What you have to do – Show every line in the data below that contains the word "jacket", copying each one in full.

Coordinate annotation data –
──────────────────────────────

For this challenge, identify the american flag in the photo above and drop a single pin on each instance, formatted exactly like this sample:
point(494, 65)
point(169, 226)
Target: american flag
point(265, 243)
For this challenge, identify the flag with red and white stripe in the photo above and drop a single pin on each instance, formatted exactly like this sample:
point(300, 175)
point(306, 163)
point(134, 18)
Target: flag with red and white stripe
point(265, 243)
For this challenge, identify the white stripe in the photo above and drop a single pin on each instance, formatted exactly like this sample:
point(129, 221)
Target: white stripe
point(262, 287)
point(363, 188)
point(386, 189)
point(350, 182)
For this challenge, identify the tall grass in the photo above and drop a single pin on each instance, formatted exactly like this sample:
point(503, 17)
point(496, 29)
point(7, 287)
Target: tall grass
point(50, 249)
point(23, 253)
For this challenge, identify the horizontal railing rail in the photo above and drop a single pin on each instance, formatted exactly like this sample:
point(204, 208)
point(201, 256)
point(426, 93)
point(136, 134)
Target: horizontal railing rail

──────────────────────────────

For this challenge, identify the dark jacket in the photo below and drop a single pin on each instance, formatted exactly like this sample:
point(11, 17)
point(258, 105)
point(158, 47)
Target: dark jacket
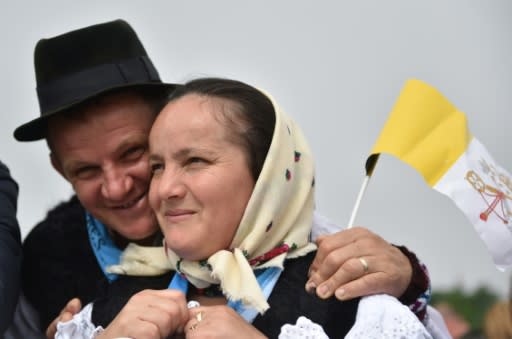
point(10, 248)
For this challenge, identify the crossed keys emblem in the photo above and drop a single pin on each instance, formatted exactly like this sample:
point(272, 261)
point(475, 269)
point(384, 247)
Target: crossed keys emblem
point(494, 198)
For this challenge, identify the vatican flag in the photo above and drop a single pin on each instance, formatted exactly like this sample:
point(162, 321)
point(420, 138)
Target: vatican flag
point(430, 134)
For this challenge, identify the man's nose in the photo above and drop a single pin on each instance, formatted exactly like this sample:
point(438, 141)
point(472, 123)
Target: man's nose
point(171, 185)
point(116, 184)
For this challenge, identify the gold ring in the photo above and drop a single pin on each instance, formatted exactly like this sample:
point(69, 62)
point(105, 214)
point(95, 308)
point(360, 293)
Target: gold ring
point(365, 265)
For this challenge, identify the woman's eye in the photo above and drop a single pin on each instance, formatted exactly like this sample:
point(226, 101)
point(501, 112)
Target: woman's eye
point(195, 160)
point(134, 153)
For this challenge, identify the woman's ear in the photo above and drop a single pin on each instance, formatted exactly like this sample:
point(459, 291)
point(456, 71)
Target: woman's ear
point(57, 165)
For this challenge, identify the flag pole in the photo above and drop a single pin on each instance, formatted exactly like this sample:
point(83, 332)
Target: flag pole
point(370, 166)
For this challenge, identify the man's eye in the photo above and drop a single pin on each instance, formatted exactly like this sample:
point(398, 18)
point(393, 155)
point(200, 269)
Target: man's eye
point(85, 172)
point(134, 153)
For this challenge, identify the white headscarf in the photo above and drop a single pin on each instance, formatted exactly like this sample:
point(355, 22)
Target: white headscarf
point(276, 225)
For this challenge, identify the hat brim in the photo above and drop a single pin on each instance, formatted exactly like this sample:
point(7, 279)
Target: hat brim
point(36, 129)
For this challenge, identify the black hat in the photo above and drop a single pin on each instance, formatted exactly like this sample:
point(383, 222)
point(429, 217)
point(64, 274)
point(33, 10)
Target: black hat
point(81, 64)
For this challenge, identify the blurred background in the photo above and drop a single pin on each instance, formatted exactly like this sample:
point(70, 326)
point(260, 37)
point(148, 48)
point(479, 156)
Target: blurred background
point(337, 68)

──────────────────────────────

Result of this task –
For this challenge, identify the dark jacket in the photo below and drop a single pin on each instance, formatted exactly like this sample:
Target: dark jacket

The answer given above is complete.